> _TASK GOAL_: In the text about cleaning out the pantry, what is described as the best test of whether spices are still good?

With dark clouds overhead and rain pouring down in sheets, I was house-bound for the day. Although tempted to curl up with a good book, I felt the need to do something constructive first. My project for the day was cleaning out the pantry – taking everything out, discarding some things and reorganizing.
As I sorted through the items, checking dates and examining items, I considered the questions many of you have expressed.
Q: How long do I keep spices? I often buy a certain spice, use only a little bit, and the rest sits on the shelf. Do spices go bad?
A: Most people tend to keep spices for years. They are past their prime and will do little to enhance your food – so get rid of those. Others may be questionable – are they still good or not? The best test is to give them a good sniff. If they still smell fresh and pungent, keep them. If not, pitch them and buy fresh.
Q: I made a chocolate cake from a recipe that I have used for years. This time the cake was very dense and did not rise much. I’m wondering if it had something to do with the baking powder or baking soda.
A: With virtually no change in appearance, baking powder and baking soda will lose their effectiveness over time. Containers usually have a “use by” date printed on them. Even so, if the product has been opened, I replace both those items in my pantry each fall before I start my holiday baking.
Q: Why do cooking oils sometimes have a bad taste? They don’t spoil, do they? And are they still safe to use?

> _DATASET EXTRACT_:

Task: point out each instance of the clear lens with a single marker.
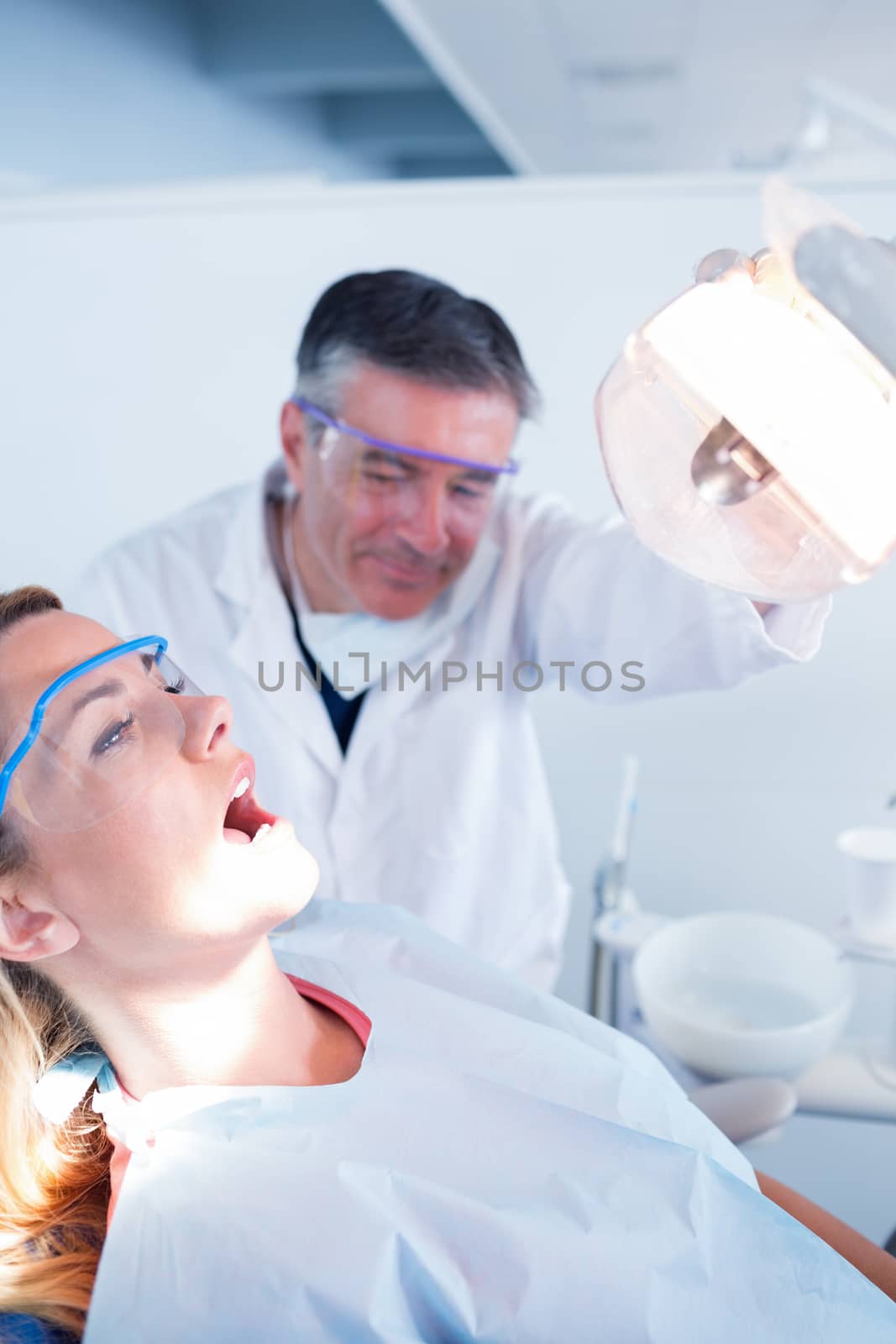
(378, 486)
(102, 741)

==

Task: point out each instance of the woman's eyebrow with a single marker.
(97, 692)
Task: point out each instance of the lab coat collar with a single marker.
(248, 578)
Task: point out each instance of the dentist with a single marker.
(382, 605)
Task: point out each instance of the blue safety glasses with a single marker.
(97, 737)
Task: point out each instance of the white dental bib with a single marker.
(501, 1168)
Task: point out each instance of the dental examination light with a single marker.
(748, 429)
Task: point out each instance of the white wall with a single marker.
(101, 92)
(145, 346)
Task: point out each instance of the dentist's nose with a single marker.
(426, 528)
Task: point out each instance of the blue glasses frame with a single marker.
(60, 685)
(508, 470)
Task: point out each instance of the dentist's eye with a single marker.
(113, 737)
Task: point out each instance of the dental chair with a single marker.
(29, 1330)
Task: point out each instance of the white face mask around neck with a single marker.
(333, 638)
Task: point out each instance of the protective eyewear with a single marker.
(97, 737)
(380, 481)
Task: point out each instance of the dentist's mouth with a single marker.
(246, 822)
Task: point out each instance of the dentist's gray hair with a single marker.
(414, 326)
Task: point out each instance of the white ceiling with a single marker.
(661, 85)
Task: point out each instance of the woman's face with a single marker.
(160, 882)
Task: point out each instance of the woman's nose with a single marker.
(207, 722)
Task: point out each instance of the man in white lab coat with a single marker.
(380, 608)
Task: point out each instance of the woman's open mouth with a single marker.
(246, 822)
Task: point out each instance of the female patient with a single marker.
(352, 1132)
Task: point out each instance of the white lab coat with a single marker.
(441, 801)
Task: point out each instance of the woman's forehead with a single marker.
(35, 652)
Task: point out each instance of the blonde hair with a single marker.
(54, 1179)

> _EXERCISE RESPONSE_: Giving them a good sniff.